(Data records)
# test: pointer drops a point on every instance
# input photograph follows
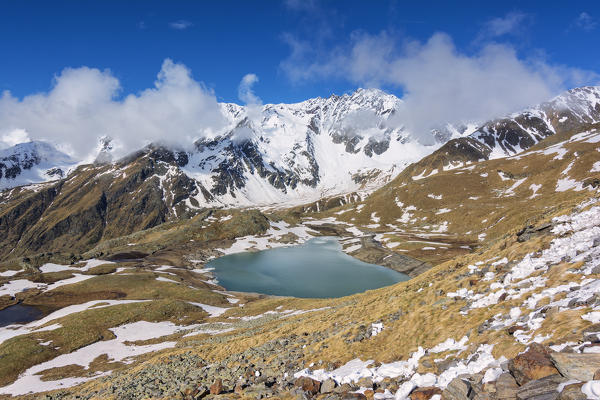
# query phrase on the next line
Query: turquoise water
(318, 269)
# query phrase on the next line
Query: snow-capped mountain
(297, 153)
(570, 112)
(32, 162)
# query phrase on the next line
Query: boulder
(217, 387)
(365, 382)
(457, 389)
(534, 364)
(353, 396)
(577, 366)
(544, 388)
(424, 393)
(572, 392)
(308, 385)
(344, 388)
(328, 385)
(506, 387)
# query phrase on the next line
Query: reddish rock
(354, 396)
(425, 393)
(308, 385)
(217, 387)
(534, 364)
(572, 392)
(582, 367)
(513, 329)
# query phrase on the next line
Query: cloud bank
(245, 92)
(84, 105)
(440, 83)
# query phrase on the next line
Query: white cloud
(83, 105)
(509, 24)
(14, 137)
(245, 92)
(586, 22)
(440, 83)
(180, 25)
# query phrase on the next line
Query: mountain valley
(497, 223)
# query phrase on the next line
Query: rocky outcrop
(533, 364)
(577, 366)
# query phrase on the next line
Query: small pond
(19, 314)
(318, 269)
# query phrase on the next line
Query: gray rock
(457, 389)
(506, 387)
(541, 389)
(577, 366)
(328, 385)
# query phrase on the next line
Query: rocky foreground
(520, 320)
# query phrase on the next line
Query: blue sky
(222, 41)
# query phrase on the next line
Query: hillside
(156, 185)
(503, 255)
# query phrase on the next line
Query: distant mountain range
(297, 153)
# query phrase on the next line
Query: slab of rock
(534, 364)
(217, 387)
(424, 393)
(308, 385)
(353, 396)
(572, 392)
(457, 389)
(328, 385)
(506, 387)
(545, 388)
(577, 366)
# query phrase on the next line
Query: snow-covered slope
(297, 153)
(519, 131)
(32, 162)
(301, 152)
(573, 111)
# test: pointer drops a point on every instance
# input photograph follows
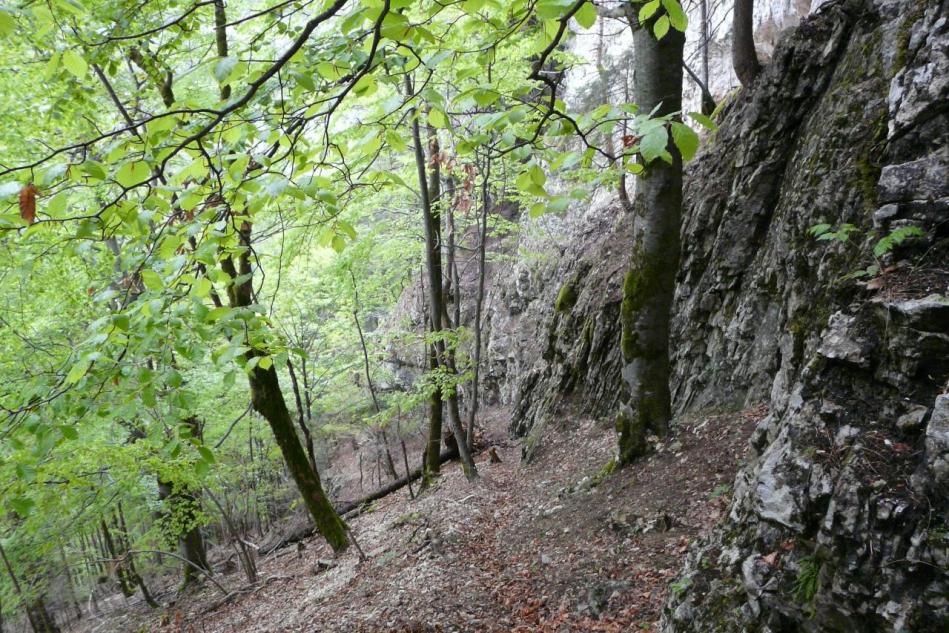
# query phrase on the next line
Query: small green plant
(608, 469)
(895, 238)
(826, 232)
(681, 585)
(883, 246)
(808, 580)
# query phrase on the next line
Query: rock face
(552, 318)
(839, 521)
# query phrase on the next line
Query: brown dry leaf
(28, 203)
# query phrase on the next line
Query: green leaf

• DIRECTIONS FOR THIS TASK: None of the images should be copied, but every entry must be given again exactly.

• RESPONSE BELOW:
# test: pointer drops a point on every instance
# input photograph follows
# query phrase on the next line
Query: turquoise water
(318, 269)
# query phrase on the next line
Query: snow-capped mountain
(297, 153)
(570, 112)
(32, 162)
# query phrase on the next line
Query: boulder
(217, 387)
(365, 382)
(457, 389)
(534, 364)
(353, 396)
(577, 366)
(544, 388)
(424, 393)
(572, 392)
(308, 385)
(344, 388)
(328, 385)
(506, 387)
# query phrase on the next line
Query: reddish rock
(354, 396)
(425, 393)
(308, 385)
(217, 387)
(534, 364)
(572, 392)
(582, 367)
(513, 329)
# query phrase on the next line
Query: cloud bank
(245, 92)
(84, 105)
(440, 83)
# query phrase on the next line
Query: white cloud
(83, 105)
(509, 24)
(14, 137)
(245, 92)
(586, 22)
(440, 83)
(180, 25)
# query phrase on the next line
Query: mountain valley
(497, 223)
# query phrase on the next line
Query: rocky outcrop
(533, 364)
(577, 366)
# query phrase on the next line
Query: small pond
(19, 314)
(318, 269)
# query phrase on the next line
Query: gray rock
(457, 389)
(506, 387)
(541, 389)
(577, 366)
(328, 385)
# query phrase on the next line
Query: rocky foreground
(520, 320)
# query phrase on the next line
Query: blue sky
(222, 41)
# query phrase on the next line
Query: hillside
(156, 185)
(503, 255)
# query phrase on the next line
Query: distant mountain range
(297, 153)
# query phrase on the next line
Query: slab of rock
(534, 364)
(217, 387)
(424, 393)
(308, 385)
(353, 396)
(572, 392)
(457, 389)
(328, 385)
(506, 387)
(545, 388)
(577, 366)
# query phrase on the next line
Query: snow-covered slope
(297, 153)
(519, 131)
(32, 162)
(301, 152)
(573, 111)
# test: pointer drops a point on every instance
# input photograph follows
# query phrase on the next line
Query: small green plant
(608, 469)
(895, 238)
(826, 232)
(681, 585)
(883, 246)
(808, 580)
# query phrase on the next line
Query: rock face
(552, 318)
(839, 521)
# query phrase on the next line
Query: brown dry leaf
(28, 203)
# query phrase on the next line
Query: green leaf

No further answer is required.